- _AIM OF THE EXERCISE_
Update the lines below by changing each "distant mountain range" to "snowy hilltop" and keeping everything else the same.

- _SOURCE DATA_
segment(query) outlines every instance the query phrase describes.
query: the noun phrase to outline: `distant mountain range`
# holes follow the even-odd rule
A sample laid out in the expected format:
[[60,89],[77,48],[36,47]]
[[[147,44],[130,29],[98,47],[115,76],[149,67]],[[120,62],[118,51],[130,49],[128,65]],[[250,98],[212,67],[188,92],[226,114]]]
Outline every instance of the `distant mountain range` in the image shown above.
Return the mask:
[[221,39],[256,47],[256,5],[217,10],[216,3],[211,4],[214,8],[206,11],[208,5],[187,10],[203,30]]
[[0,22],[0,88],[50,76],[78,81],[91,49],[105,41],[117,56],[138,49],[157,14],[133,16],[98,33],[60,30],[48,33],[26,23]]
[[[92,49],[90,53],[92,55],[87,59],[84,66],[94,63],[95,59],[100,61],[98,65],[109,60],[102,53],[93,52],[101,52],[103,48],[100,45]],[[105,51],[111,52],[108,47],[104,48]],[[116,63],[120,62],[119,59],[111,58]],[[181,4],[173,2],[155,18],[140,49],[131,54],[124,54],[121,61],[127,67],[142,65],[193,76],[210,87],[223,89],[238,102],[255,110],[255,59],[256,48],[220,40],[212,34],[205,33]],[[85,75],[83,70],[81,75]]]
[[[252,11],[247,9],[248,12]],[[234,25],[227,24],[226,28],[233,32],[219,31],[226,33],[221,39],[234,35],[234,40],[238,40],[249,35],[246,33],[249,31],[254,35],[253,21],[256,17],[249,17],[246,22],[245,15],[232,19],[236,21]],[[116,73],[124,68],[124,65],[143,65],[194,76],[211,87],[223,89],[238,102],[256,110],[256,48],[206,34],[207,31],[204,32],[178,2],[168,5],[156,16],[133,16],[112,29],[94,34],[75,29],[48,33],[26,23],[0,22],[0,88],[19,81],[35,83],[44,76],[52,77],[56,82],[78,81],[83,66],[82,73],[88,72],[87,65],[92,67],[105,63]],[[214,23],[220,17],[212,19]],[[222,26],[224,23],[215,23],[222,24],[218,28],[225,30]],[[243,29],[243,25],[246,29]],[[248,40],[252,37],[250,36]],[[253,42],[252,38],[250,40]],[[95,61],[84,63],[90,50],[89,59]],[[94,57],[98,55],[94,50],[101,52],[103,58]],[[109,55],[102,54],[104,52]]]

- _TASK RESULT_
segment(query) outlines every instance the query phrase describes.
query: the noun phrase to outline: `snowy hilltop`
# holes follow the even-odd rule
A sample laid out in the expected format:
[[60,89],[77,48],[36,47]]
[[[147,44],[130,29],[98,47],[115,76],[149,67]],[[120,62],[118,51],[130,49],[128,65]],[[250,98],[212,67],[188,92],[226,114]]]
Outline every instance of the `snowy hilltop` in the image shown above.
Return the mask:
[[221,39],[256,47],[256,5],[217,10],[216,3],[211,4],[214,8],[206,11],[208,5],[187,10],[203,30]]
[[0,22],[0,88],[50,76],[78,81],[91,49],[105,41],[117,56],[138,49],[157,14],[133,16],[98,33],[60,30],[48,33],[26,23]]
[[[92,49],[90,53],[92,55],[87,59],[84,66],[94,63],[95,59],[100,61],[98,65],[109,60],[102,53],[93,52],[101,52],[103,48],[100,45]],[[105,51],[111,52],[108,47],[104,48]],[[116,63],[120,62],[119,59],[111,58]],[[181,4],[173,2],[155,18],[140,49],[131,54],[124,54],[121,61],[127,67],[142,65],[193,76],[210,87],[223,89],[238,102],[255,110],[255,59],[256,48],[220,40],[212,34],[205,33]],[[85,75],[83,70],[81,75]]]
[[[252,11],[247,9],[248,12]],[[234,25],[227,24],[226,28],[233,32],[219,31],[226,33],[221,39],[234,35],[234,40],[238,40],[249,35],[246,33],[249,31],[254,35],[253,21],[256,17],[249,17],[246,22],[245,15],[232,19],[236,21]],[[116,73],[124,68],[124,65],[143,65],[194,76],[211,87],[223,89],[238,102],[256,110],[256,48],[206,34],[207,31],[204,32],[178,2],[168,5],[156,16],[133,16],[112,29],[94,34],[75,29],[48,33],[26,23],[0,22],[0,88],[19,81],[35,83],[44,76],[52,77],[56,82],[78,81],[83,66],[82,73],[88,72],[87,65],[92,67],[105,63]],[[214,23],[220,17],[212,19]],[[222,26],[224,23],[215,23],[222,24],[218,28],[225,30]],[[243,29],[243,25],[246,29]],[[248,40],[252,37],[250,36]],[[253,42],[252,38],[250,40]],[[95,61],[84,63],[90,50],[89,59]],[[94,57],[98,55],[94,50],[101,52],[103,58]],[[109,55],[102,54],[104,52]]]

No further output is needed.